▸ Exercise goal
Find the word "door" in the listing; pull out each line holding it.
-- Opening Marker --
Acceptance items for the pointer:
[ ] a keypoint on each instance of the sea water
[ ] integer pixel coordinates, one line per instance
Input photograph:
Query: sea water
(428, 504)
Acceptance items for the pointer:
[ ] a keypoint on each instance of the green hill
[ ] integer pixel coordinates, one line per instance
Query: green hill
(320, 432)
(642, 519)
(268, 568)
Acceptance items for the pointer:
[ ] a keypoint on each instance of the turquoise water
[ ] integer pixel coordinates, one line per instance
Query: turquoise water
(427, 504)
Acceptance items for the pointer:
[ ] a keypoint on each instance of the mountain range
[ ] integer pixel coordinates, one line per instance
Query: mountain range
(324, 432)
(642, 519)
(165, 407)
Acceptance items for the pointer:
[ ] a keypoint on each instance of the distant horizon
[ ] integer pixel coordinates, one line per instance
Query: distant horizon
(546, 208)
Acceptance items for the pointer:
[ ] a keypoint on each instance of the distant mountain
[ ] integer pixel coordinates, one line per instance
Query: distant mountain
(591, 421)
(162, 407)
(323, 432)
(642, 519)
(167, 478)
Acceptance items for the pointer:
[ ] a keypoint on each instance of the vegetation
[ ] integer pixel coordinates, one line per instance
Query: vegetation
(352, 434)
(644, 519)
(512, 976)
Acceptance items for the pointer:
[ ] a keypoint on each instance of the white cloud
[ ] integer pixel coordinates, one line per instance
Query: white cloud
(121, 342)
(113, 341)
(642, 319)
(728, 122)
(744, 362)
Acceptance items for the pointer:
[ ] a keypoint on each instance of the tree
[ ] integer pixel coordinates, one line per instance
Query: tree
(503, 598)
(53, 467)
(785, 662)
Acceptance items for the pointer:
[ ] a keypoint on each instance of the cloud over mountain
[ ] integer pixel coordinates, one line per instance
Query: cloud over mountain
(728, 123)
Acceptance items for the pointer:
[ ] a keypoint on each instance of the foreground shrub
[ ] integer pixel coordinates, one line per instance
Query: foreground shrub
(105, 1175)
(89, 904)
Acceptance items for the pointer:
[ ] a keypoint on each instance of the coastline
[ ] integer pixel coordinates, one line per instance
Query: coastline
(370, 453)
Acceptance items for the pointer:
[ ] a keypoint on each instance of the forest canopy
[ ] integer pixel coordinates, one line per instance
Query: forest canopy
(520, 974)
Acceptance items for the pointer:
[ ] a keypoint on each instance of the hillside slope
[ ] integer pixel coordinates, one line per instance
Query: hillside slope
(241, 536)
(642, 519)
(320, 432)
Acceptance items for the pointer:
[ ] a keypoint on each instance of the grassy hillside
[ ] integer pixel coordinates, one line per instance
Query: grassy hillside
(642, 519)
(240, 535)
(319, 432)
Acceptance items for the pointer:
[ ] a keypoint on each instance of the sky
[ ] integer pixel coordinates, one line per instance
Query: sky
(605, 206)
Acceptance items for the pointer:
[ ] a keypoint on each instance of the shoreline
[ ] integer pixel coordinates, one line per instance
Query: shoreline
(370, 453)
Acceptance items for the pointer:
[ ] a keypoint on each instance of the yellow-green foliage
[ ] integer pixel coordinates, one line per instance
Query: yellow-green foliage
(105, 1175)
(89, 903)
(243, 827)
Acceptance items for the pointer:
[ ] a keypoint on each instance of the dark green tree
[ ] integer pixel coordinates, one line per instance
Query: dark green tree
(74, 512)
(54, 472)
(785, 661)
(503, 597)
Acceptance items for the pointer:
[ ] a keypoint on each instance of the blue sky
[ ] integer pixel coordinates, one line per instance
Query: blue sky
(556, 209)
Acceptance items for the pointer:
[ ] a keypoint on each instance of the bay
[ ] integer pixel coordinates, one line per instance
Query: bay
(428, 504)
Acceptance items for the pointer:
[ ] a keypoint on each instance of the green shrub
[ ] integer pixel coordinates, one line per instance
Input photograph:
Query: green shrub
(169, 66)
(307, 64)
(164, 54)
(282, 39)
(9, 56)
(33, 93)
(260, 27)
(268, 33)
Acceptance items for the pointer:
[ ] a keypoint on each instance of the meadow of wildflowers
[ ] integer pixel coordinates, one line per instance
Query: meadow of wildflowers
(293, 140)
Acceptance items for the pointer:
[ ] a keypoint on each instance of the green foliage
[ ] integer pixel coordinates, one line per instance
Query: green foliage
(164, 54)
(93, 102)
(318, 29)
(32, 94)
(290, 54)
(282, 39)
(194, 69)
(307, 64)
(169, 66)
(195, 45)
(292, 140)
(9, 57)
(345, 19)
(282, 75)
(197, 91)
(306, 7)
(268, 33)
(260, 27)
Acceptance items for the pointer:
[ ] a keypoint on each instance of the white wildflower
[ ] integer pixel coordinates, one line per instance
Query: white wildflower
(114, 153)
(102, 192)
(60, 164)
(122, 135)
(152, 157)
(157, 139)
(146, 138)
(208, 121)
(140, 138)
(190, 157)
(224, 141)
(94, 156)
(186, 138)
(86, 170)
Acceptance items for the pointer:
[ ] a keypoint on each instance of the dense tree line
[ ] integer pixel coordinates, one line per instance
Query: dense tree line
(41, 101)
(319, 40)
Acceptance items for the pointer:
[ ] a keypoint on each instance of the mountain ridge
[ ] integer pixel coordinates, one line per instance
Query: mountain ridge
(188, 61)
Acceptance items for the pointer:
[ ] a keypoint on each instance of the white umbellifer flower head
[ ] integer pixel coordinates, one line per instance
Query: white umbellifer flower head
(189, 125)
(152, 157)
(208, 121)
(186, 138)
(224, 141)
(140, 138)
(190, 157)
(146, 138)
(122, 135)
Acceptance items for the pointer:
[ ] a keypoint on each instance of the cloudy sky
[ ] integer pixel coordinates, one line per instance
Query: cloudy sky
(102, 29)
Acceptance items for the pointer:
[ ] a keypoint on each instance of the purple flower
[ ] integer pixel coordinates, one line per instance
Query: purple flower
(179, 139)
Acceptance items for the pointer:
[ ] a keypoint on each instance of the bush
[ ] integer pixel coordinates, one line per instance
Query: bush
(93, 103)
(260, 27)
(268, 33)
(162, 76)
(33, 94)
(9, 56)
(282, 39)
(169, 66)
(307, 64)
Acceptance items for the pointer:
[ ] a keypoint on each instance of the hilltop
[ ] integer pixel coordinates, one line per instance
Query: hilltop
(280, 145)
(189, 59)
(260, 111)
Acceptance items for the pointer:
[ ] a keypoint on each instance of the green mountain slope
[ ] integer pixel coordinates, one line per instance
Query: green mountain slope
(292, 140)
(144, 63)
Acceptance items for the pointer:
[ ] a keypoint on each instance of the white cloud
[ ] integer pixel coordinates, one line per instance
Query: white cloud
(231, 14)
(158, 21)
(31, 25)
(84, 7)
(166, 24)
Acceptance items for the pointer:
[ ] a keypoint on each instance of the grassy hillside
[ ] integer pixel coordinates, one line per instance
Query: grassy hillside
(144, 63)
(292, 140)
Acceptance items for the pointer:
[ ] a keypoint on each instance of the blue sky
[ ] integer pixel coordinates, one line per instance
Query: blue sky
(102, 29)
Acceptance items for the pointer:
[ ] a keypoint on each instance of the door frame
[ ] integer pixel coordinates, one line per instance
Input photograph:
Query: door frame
-- Closing Marker --
▸ Response box
[ ] a keypoint on each instance of the door frame
Query: door frame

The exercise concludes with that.